TEXTE PROPOSÉ:
•••••
L'évolution du milieu russe Les nombreuses prises de position esthétiques dans les années 1918-1920 et les discussions publiques à l'école d'art Vhutemas sont l'expression d'une lutte acharnée entre les tendances « idéaliste » et « matérialiste » au sein de l'avant-garde russe. Un groupe marxiste s'oppose à l'esthétique antimatérialiste des admirateurs de Kandinsky et de Malevitch. Le titre d'une des nombreuses discussions au cours desquelles se formaient alors les théories artistiques est très significatif de l'esprit de l'année 1918 ; en novembre, le critique Pounine, ardent défenseur de Tatline, parle sur le thème « Sanctuaire ou Fabrique ? ». Tatline et Rodchenko mènent la lutte contre le suprématisme de Malevitch. Dans ses Slogans pour le constructivisme, Alexéi Gan proclame une « guerre inconditionnelle à l'art ». Tatline prône la limitation de l'activité artistique au seul domaine pratique et se nomme « productiviste ». Son slogan « L'art est mort ! Vive l'art de la machine » ne doit pas être interprété comme un reflet du dadaïsme nihiliste « à l'occidentale », mais en tant que vraie mise en œuvre des idées sociales du moment : Tatline, Rodchenko aussi bien que Malevitch s'emploient à la production de modèles de céramique, de vêtements d'ouvriers et de meubles pour les clubs de travailleurs. Aux yeux de l'avant-garde soviétique, le constructivisme apparaît comme la seule activité artistique conciliable avec les dures conditions socio-politiques du moment. En 1924, Malevitch publie un manifeste où il déclare que « le suprématisme déplace son centre de gravité vers l'architecture ». Cette déclaration est accompagnée d'un grand nombre de projets et de maquettes stéréométriques dont l'importance pour le développement du langage architectural du xxe siècle est encore à découvrir.
•••••
DONNÉES DISPONIBLES:
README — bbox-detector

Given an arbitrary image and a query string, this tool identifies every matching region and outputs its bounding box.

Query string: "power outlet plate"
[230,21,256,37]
•••••
EXERCICE:
Pour chacune des affirmations ci-dessous, indiquez par oui ou par non si elle concorde avec le texte sur l'avant-garde russe, en citant textuellement les mots qui permettent de trancher.
1. Pounine défendait Tatline.
2. Tatline et Rodchenko soutiennent le suprématisme de Malevitch.
3. Malevitch publie son manifeste sur le suprématisme et l'architecture en 1918.

CORRIGÉ DÉTAILLÉ:
1. Oui : « le critique Pounine, ardent défenseur de Tatline ».
2. Non : « Tatline et Rodchenko mènent la lutte contre le suprématisme de Malevitch ».
3. Non : « En 1924, Malevitch publie un manifeste ».